SET TASK:
Output every entry exactly as written, skipping any pictures.

● ● ● ●

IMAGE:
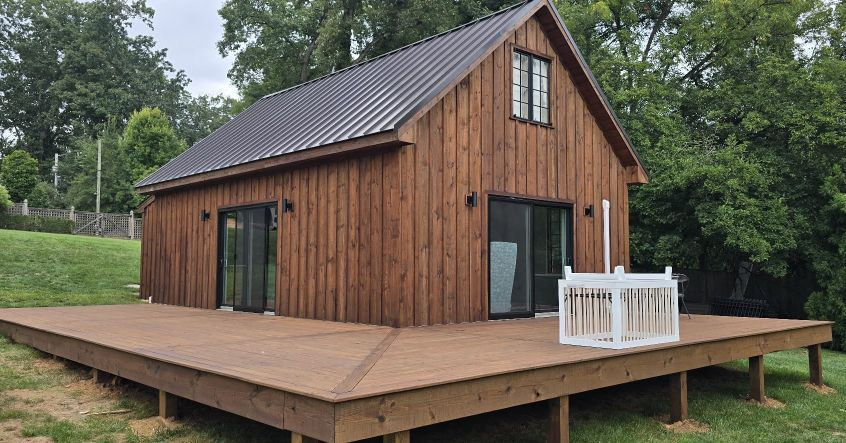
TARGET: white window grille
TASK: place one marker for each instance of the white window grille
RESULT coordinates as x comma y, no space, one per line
619,310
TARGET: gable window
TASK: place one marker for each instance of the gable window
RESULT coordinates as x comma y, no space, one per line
530,87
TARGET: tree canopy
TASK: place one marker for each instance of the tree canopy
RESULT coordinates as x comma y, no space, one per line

● ● ● ●

WRITTEN SOLUTION:
IMAGE:
TARGET: white window grille
TASK: place one marker for each instance of the white window grille
RESULT coordinates as x comma y, no space, one per line
619,310
TARGET: gable window
TASK: place one marker for each instance of the gable window
RESULT coordinates as x comma y, no space, one per line
530,87
TARGET: tree canopy
TASK: place one marker for each instance of the tree canopy
RESULT coordinates as x comma y, no space, one per line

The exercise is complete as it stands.